▶ Data
• • •

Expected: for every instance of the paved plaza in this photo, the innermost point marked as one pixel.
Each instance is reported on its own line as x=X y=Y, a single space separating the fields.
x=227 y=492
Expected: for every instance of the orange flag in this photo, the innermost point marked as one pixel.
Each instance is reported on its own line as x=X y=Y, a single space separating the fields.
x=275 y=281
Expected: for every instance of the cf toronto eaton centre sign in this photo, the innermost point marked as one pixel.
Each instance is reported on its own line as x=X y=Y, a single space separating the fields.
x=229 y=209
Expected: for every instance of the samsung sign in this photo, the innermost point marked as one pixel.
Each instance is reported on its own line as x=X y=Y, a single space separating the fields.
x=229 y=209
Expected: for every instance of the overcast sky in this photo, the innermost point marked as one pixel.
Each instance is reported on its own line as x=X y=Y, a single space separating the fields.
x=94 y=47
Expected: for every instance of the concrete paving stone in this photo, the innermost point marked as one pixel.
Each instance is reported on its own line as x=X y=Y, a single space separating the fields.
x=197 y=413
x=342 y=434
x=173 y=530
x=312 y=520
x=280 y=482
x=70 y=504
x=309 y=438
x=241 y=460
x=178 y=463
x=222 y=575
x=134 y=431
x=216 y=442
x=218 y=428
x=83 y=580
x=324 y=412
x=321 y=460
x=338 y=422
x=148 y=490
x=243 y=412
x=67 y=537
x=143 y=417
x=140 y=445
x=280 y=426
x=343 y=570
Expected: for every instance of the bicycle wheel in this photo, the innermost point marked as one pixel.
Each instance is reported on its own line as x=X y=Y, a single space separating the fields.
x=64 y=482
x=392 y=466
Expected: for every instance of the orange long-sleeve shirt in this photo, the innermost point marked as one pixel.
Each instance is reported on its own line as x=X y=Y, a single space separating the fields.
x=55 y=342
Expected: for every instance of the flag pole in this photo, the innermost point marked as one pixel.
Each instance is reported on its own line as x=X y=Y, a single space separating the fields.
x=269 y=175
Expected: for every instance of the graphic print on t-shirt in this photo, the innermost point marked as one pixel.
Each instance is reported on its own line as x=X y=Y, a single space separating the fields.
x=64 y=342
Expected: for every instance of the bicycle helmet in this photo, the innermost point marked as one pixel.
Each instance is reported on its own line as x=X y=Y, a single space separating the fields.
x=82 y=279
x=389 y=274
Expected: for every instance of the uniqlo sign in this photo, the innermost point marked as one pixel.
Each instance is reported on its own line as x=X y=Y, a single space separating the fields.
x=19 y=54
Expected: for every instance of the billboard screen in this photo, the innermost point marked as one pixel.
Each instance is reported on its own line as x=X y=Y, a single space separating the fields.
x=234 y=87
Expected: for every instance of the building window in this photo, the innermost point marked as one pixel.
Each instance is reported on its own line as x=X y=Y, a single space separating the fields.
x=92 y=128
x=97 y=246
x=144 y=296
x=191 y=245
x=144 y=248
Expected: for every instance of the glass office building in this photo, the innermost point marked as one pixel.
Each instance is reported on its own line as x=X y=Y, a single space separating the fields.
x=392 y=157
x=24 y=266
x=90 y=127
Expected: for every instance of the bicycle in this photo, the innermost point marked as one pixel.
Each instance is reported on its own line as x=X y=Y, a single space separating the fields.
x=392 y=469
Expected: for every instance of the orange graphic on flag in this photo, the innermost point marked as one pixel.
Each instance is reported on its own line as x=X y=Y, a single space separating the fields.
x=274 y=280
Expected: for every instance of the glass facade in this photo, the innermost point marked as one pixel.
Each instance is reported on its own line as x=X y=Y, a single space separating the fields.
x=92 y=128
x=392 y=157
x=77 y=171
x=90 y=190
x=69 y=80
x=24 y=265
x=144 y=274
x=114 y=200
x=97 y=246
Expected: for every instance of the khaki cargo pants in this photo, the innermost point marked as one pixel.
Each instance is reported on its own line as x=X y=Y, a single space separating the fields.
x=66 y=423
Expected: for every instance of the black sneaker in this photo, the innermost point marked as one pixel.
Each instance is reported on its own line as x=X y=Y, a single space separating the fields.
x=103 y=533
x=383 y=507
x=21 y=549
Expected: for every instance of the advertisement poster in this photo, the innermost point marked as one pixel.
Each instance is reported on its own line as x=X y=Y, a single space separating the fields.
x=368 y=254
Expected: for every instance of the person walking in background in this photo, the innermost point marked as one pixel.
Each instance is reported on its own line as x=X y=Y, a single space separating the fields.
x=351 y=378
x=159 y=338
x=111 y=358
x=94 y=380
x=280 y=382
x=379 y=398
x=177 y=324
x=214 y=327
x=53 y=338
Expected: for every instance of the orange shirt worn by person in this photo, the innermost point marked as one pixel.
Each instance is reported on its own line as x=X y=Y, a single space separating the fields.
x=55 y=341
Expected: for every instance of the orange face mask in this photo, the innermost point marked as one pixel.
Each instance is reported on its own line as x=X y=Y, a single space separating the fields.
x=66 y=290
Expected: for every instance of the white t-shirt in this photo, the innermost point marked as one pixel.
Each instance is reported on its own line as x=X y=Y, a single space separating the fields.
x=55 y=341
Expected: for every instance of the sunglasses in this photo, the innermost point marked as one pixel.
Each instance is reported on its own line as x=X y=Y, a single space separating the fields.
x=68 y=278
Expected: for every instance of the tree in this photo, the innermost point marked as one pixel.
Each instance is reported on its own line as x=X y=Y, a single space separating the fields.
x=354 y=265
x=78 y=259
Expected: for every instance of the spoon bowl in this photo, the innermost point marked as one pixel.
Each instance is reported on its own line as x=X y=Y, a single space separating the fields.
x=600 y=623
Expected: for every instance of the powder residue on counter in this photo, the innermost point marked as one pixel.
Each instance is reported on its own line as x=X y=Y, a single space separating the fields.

• • •

Could you restate every entry verbatim, please?

Expected: for every instance of the paved plaza in this photo, the innermost point marked as one pixel.
Each instance is reported on its own line as x=X y=Y, a single space separating the fields.
x=227 y=492
Expected: for every instance of the orange flag in this photo, the innermost point marked as one pixel.
Each instance is reported on its own line as x=X y=Y, a single space separating the fields.
x=275 y=281
Expected: for every instance of the cf toronto eaton centre sign in this photo, the innermost point marked as one pixel.
Each instance is reported on its own line as x=X y=Y, a single space separating the fields.
x=229 y=209
Expected: for every instance of the samsung sign in this photo, the innermost point marked as one pixel.
Each instance is reported on its own line as x=X y=Y, a single space separating the fields.
x=229 y=209
Expected: for every instance of the overcast sky in this photo, the innermost point marked as one pixel.
Each instance is reported on its own line as x=X y=Y, a single space separating the fields.
x=94 y=47
Expected: for every instance of the concrete paving stone in this photo, the innermost point marked as one pixel.
Each instance is reported on its own line as x=X y=Y, a single space separating the fields.
x=197 y=413
x=342 y=434
x=173 y=530
x=312 y=520
x=280 y=482
x=70 y=504
x=309 y=438
x=241 y=460
x=178 y=463
x=222 y=575
x=134 y=431
x=216 y=442
x=218 y=428
x=83 y=580
x=324 y=412
x=321 y=460
x=338 y=422
x=148 y=490
x=243 y=412
x=67 y=537
x=143 y=417
x=140 y=445
x=280 y=426
x=343 y=570
Expected: for every instance of the bicycle wheel in this photo, the innermost point marked as one pixel.
Each instance is reported on its own line as x=X y=Y, a single space separating the fields.
x=64 y=482
x=392 y=466
Expected: for every instance of the orange long-sleeve shirt in this photo, the innermost point marked as one pixel.
Each instance is reported on its own line as x=X y=Y, a single space separating the fields.
x=55 y=342
Expected: for every instance of the flag pole in this photo, the innermost point marked as one pixel.
Each instance is reported on its own line as x=X y=Y, a single space separating the fields.
x=269 y=175
Expected: for every instance of the graphic print on t-shirt in this photo, the innermost point marked as one pixel.
Each instance is reported on its own line as x=X y=Y, a single space separating the fields.
x=64 y=342
Expected: for every instance of the bicycle helmet in this photo, the innermost point marked as one pixel.
Each instance is reported on its own line as x=X y=Y, a single space separating the fields.
x=82 y=279
x=389 y=274
Expected: for every instance of the uniqlo sign in this photo, the innermost point marked as one pixel.
Each instance is reported on its own line as x=X y=Y, a single space separating the fields.
x=19 y=54
Expected: for every instance of the billboard screen in this photo, the innermost point marked as one pixel.
Each instance is reported on its own line as x=X y=Y, a single space separating the fields.
x=234 y=87
Expected: for every instance of the building window in this photo, the innermost point marked as one pixel.
Each instance is reported on its own line as x=X y=Y, a single space separating the fields.
x=92 y=128
x=97 y=246
x=144 y=296
x=191 y=245
x=144 y=248
Expected: for every instance of the glass office building in this photo, the innermost point marked as one pixel.
Each instance is reported on its own line as x=X y=Y, a single space separating the fields.
x=392 y=157
x=24 y=266
x=90 y=127
Expected: for every instance of the bicycle in this photo, the innermost point marked as one pixel.
Each instance is reported on its own line as x=X y=Y, a single space separating the fields.
x=392 y=469
Expected: for every instance of the orange graphic on flag in this photo, the innermost point marked as one pixel.
Each instance is reported on its own line as x=X y=Y, a single space separating the fields.
x=274 y=280
Expected: for every instance of the glass facade in this photo, the innermost point marked as one pixel.
Each instance is reported on its own line as x=X y=Y, a single space separating the fields.
x=92 y=128
x=392 y=157
x=77 y=171
x=90 y=190
x=69 y=80
x=24 y=265
x=144 y=274
x=114 y=200
x=97 y=246
Expected: for every instance of the khaki cargo pants in this photo, the innermost point marked as one pixel.
Each instance is reported on its own line as x=X y=Y, a single space separating the fields.
x=66 y=423
Expected: for every instance of the black sneaker in this photo, the innermost point marked as one pixel.
Each instance is reported on its own line as x=X y=Y, a single space separating the fields.
x=103 y=533
x=383 y=507
x=21 y=549
Expected: for every instance of the advertisement poster in this photo, the innermost point marked as one pixel.
Each instance is reported on its own line as x=X y=Y, a single space separating the fields.
x=368 y=254
Expected: for every instance of the person walking in background in this photo, the innermost point marked as one pixel.
Each instance is reported on its own line as x=X y=Y, a single space separating the fields.
x=351 y=378
x=159 y=338
x=111 y=358
x=94 y=380
x=280 y=382
x=379 y=398
x=177 y=324
x=214 y=327
x=53 y=338
Expected: for every instance of the orange shirt worn by person in this photo, the innermost point marked as one pixel.
Each instance is reported on its own line as x=X y=Y, a single space separating the fields.
x=55 y=341
Expected: for every instance of the orange face mask in this photo, the innermost point marked as one pixel.
Each instance is reported on its own line as x=X y=Y, a single space separating the fields.
x=66 y=290
Expected: for every instance of the white t-shirt in this photo, the innermost point marked as one pixel.
Each instance is reported on its own line as x=X y=Y, a single space separating the fields.
x=55 y=341
Expected: for every instance of the sunglasses in this photo, the innermost point marked as one pixel.
Each instance is reported on its own line as x=X y=Y, a single space separating the fields.
x=68 y=278
Expected: for every instance of the tree in this photo, the innermost point marked as one pixel.
Each instance is reported on its own line as x=X y=Y, a single space separating the fields.
x=354 y=265
x=78 y=259
Expected: for every instance of the spoon bowl in this photo, the innermost point marked as one pixel.
Each instance is reported on its own line as x=X y=Y, a single space separating the fields.
x=600 y=623
Expected: for every instance of the powder residue on counter in this photo, the innermost point marked as one pixel.
Each instance is reported on its own line as x=X y=Y, a single space separating the fields.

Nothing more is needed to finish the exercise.